**Document text:**
==========

Category Archives: adjuncts

Comment on “Closing the Loop: Creating Tests and the Content Tested”


In composition and rhetoric, the scholarship and accompanying textbooks have developed and improved over the years, quite in advance of any putative tests in critical thinking (CLA), composition, design, or rhetoric. Compare Downs and Wardle’s Writing about Writing or Palmquist’s Joining the Conversation with traditional modes textbooks that are still with us. There have been advances in understanding of transfer learning, academic “mutt genres,” Genre Theory, Activity Theory, and the institutional place of comp-rhet outside the orbit of English Lit, which I think drives someone like Elizabeth Wardle to talk about re-orienting comp-rhet as an introduction to Writing Studies, rather than have it be a quixotic course on remediating all linguistic surface errors and creating disciplined critical readers with careful professional academic standards in sixteen weeks.

==========

[Object pointing dataset rows]
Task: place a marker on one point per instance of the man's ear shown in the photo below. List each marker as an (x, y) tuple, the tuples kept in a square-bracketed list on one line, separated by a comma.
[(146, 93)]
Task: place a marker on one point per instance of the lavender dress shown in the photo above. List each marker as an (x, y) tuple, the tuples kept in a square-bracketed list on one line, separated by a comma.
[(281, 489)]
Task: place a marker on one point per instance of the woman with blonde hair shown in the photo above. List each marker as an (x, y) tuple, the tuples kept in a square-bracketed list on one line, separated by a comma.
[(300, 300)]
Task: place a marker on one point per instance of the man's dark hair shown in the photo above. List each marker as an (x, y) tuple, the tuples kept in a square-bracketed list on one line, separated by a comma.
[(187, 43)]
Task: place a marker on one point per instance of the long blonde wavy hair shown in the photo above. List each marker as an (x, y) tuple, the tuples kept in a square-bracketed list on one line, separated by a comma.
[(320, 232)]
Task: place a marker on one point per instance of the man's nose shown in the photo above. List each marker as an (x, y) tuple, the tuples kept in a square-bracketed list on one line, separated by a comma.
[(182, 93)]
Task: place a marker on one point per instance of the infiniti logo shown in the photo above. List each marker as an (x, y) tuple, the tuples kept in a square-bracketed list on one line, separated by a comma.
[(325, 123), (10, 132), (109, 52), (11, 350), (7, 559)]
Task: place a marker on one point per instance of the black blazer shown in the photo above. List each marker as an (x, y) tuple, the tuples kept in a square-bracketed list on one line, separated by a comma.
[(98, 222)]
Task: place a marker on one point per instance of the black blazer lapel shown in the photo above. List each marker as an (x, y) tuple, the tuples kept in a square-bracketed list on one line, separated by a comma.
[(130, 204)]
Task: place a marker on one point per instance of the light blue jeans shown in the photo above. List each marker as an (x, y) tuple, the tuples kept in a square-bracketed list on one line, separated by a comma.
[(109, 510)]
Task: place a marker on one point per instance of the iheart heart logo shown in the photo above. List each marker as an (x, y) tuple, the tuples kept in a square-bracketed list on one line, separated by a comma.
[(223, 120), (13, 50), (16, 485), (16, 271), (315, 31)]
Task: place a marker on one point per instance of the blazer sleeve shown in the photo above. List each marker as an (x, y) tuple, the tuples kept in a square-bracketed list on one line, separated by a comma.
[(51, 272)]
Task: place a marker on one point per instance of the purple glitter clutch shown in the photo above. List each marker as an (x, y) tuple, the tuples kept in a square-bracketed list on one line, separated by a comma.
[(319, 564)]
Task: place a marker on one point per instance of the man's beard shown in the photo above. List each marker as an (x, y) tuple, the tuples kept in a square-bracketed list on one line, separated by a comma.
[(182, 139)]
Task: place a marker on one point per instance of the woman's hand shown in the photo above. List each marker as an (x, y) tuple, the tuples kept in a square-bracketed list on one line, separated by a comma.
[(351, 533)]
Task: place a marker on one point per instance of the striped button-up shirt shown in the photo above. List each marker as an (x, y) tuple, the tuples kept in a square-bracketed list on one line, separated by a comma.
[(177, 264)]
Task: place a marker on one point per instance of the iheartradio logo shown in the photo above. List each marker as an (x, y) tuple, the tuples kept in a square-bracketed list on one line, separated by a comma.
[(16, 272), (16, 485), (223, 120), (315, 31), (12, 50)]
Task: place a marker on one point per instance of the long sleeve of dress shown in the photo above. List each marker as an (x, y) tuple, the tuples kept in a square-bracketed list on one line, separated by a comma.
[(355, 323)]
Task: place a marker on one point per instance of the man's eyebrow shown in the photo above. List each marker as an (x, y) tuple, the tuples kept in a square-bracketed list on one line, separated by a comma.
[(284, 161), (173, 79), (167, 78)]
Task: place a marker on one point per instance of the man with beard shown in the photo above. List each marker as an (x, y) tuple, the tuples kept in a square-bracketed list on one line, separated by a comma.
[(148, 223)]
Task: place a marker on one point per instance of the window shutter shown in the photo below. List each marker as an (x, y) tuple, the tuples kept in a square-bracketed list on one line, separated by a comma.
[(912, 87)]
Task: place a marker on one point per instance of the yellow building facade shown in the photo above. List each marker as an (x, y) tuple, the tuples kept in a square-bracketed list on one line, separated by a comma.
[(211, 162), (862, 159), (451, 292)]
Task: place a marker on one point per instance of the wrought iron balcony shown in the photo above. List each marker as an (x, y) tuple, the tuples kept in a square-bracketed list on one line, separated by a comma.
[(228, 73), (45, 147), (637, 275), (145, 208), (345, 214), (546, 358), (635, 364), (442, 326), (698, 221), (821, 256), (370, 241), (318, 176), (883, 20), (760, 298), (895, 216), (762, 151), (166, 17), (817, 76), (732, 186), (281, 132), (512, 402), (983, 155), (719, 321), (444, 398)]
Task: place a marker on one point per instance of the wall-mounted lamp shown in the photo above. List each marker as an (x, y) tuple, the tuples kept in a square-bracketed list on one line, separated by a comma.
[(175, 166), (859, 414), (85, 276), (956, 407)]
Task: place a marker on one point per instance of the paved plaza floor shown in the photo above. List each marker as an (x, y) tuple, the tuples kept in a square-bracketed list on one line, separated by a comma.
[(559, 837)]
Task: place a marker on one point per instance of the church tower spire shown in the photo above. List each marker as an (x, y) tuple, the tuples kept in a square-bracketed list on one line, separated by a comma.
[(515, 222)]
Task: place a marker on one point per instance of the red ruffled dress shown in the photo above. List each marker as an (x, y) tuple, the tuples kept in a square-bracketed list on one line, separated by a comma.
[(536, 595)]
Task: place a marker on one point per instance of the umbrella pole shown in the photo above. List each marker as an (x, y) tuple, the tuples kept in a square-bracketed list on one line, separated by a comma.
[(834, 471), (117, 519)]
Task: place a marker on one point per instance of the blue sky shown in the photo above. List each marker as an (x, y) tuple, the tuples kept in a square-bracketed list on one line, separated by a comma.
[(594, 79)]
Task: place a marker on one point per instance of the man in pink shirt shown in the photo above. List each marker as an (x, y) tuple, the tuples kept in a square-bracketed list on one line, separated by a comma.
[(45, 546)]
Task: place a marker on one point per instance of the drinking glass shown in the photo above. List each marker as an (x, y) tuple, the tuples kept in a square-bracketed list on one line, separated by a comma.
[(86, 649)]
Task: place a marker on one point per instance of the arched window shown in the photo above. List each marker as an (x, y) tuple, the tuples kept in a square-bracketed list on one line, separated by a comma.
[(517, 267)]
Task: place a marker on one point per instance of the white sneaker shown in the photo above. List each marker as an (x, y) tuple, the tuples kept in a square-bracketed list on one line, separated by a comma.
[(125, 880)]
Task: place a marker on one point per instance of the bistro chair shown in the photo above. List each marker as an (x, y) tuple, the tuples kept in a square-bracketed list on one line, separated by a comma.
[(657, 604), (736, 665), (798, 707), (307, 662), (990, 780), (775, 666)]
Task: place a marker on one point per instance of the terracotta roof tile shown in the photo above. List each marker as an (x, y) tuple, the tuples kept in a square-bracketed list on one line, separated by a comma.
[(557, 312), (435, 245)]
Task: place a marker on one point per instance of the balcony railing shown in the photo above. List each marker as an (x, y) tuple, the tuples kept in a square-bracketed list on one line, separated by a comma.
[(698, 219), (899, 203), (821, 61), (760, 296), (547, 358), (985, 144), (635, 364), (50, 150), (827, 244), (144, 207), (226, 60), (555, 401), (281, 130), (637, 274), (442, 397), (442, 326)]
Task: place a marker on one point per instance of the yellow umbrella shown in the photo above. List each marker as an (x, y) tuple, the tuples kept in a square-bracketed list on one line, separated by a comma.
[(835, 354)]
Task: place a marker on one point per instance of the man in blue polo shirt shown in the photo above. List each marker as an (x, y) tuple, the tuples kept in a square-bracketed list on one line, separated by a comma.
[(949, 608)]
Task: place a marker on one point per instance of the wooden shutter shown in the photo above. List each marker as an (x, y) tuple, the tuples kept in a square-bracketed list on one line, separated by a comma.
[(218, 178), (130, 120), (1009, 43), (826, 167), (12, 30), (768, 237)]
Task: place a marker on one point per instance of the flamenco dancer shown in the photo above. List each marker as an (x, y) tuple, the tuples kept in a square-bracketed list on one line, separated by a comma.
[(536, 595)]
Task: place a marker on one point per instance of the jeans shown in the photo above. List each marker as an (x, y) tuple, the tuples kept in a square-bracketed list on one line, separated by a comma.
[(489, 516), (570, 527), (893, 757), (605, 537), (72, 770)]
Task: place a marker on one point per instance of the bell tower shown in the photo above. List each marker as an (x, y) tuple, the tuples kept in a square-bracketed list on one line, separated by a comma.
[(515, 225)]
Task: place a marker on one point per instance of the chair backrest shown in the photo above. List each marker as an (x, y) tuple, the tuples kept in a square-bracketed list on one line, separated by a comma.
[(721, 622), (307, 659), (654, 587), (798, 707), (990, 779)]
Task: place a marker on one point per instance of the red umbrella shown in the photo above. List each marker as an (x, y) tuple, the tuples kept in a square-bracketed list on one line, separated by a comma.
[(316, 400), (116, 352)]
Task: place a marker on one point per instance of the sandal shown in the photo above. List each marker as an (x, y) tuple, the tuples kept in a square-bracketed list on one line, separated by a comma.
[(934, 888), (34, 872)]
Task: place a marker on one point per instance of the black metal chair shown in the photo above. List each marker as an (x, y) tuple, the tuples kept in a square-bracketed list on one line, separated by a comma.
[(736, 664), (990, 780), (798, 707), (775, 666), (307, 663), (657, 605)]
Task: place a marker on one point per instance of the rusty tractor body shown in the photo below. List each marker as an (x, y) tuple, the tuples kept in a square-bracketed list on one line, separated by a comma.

==========

**Aim:**
In the comment on composition and rhetoric, rewrite the passage between "In composition and" and "in sixteen weeks.", inclusive, replacing "Writing Studies" with "Composition Studies". The listing is separate material from the text and is unrelated to it.

**Worked solution:**
In composition and rhetoric, the scholarship and accompanying textbooks have developed and improved over the years, quite in advance of any putative tests in critical thinking (CLA), composition, design, or rhetoric. Compare Downs and Wardle’s Writing about Writing or Palmquist’s Joining the Conversation with traditional modes textbooks that are still with us. There have been advances in understanding of transfer learning, academic “mutt genres,” Genre Theory, Activity Theory, and the institutional place of comp-rhet outside the orbit of English Lit, which I think drives someone like Elizabeth Wardle to talk about re-orienting comp-rhet as an introduction to Composition Studies, rather than have it be a quixotic course on remediating all linguistic surface errors and creating disciplined critical readers with careful professional academic standards in sixteen weeks.